- _DIRECTIONS FOR THIS TASK_: Below are the records; copy each line in them that holds the word "jacket".

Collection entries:

▬▬▬▬▬▬

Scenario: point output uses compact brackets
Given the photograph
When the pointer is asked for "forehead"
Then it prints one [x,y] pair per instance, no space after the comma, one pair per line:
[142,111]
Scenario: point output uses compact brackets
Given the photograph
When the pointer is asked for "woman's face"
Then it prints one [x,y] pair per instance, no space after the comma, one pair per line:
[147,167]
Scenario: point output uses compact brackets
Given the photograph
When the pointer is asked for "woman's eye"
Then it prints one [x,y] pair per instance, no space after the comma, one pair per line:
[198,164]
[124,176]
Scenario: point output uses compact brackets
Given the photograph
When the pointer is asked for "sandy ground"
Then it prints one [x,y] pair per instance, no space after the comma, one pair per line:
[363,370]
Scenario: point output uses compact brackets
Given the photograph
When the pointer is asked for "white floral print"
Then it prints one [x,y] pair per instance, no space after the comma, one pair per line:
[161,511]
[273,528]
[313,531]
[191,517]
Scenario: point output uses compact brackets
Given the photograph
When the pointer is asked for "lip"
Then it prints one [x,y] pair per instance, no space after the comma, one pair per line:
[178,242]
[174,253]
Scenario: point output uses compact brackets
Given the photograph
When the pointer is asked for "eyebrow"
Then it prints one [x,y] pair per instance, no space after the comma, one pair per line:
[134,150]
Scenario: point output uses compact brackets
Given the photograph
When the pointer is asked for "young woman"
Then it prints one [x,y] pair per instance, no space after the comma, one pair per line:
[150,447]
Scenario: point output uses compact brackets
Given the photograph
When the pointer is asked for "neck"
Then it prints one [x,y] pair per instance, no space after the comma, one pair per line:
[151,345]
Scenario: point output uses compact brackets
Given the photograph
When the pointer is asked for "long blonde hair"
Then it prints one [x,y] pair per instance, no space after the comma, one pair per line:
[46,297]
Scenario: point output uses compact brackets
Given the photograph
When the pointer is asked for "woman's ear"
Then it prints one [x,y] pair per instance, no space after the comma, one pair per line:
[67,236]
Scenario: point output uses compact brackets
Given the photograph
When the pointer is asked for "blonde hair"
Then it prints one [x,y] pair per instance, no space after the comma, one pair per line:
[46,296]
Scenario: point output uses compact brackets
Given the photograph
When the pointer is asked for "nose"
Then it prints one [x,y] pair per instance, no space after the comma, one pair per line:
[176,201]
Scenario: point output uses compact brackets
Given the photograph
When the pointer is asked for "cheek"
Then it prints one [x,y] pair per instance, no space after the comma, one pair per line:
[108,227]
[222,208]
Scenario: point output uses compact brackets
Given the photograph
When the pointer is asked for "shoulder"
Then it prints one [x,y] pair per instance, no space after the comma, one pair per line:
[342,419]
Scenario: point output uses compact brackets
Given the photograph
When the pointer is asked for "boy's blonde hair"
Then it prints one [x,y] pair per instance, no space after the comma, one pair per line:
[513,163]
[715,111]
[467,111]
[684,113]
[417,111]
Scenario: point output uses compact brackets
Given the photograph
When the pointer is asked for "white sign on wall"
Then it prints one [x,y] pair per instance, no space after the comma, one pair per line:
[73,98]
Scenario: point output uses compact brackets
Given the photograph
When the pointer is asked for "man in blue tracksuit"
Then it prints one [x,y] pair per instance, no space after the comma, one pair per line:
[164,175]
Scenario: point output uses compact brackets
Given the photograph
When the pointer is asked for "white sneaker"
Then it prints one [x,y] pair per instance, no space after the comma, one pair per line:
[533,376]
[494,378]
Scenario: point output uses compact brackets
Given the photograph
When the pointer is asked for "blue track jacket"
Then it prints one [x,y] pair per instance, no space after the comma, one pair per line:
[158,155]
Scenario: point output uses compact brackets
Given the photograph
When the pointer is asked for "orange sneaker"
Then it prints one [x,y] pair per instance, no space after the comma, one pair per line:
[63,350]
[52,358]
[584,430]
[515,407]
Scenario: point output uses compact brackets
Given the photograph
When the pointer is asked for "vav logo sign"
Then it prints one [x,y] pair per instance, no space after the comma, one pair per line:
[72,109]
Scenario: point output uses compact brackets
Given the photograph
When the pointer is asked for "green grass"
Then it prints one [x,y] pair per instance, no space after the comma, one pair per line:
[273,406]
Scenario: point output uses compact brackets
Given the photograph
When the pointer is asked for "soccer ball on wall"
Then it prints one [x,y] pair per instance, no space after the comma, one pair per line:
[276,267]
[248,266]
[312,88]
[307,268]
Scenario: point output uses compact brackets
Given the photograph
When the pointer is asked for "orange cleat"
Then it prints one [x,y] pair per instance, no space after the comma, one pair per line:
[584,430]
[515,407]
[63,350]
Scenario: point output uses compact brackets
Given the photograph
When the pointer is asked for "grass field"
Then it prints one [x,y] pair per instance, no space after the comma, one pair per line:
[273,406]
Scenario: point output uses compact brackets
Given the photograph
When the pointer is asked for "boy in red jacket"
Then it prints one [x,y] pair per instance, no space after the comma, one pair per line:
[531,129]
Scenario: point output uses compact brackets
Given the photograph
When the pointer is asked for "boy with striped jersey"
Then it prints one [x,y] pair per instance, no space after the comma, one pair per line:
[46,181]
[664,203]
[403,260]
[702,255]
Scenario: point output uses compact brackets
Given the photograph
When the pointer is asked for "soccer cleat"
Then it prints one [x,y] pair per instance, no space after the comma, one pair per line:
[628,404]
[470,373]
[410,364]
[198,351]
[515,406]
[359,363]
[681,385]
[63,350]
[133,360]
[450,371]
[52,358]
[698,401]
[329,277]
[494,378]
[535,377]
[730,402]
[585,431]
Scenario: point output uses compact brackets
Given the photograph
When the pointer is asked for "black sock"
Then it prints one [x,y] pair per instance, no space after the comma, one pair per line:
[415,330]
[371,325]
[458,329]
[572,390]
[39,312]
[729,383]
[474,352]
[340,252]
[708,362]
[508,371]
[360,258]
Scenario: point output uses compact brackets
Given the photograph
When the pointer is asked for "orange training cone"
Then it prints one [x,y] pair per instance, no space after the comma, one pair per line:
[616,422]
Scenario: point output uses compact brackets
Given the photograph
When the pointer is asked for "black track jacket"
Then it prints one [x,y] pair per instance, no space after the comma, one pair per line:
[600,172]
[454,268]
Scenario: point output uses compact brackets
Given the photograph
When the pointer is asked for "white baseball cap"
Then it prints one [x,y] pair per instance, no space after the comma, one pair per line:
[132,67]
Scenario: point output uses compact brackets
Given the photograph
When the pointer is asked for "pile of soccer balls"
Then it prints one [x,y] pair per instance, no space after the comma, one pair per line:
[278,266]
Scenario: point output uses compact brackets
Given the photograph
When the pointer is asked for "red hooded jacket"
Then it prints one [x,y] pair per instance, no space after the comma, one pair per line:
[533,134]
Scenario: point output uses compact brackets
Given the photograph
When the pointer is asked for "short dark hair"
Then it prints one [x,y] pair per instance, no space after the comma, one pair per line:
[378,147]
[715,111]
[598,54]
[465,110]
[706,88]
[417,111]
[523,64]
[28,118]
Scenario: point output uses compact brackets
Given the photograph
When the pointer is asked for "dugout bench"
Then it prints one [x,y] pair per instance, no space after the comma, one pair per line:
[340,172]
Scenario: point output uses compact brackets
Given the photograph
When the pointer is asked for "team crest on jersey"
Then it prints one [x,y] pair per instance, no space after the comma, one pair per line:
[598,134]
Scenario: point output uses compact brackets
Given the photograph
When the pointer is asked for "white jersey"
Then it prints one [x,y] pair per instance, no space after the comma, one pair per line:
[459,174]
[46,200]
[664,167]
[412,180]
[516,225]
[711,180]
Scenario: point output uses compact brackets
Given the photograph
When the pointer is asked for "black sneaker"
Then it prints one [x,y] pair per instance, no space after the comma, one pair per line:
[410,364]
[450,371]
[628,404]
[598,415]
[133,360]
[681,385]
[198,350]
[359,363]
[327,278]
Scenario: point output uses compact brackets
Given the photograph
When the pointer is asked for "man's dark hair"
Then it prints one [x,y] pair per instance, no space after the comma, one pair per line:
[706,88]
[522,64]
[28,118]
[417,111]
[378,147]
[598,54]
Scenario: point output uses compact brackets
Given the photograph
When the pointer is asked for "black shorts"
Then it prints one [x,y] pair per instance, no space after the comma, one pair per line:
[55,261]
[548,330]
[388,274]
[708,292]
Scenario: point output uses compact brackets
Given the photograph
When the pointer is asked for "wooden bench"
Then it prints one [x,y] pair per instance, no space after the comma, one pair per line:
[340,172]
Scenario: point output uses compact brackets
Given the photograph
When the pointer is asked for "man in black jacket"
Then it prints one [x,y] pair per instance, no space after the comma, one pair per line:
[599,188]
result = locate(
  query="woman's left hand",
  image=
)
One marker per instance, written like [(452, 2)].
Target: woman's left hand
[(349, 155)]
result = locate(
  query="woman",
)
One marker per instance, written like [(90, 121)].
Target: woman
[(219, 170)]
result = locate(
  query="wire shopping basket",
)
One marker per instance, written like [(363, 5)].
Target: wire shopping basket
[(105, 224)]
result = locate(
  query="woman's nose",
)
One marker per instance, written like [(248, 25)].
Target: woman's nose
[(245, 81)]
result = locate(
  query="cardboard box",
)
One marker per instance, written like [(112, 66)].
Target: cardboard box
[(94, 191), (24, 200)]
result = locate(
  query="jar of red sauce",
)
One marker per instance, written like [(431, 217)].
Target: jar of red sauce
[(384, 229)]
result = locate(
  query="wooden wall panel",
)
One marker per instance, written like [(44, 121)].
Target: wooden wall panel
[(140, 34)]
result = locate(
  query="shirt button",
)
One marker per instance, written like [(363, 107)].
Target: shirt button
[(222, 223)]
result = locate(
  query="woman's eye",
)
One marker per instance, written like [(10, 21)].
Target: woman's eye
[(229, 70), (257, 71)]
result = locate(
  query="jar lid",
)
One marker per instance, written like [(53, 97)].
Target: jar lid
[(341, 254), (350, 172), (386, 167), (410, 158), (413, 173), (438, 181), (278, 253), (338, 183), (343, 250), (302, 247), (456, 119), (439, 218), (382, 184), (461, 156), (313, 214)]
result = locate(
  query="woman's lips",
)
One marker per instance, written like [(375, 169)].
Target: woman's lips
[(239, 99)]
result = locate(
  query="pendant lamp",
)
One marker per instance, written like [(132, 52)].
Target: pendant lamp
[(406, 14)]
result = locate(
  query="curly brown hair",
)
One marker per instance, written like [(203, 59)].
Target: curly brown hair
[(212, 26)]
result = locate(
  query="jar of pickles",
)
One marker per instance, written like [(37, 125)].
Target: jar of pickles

▬▬▬▬▬▬

- _RESULT OF THIS TASK_:
When the pointer is asked for "blue track jacket"
When the pointer is asked for "boy in red jacket"
When the pointer is asked for "black track jacket"
When the pointer is asked for "red hooded jacket"
When the pointer is asked for "man in black jacket"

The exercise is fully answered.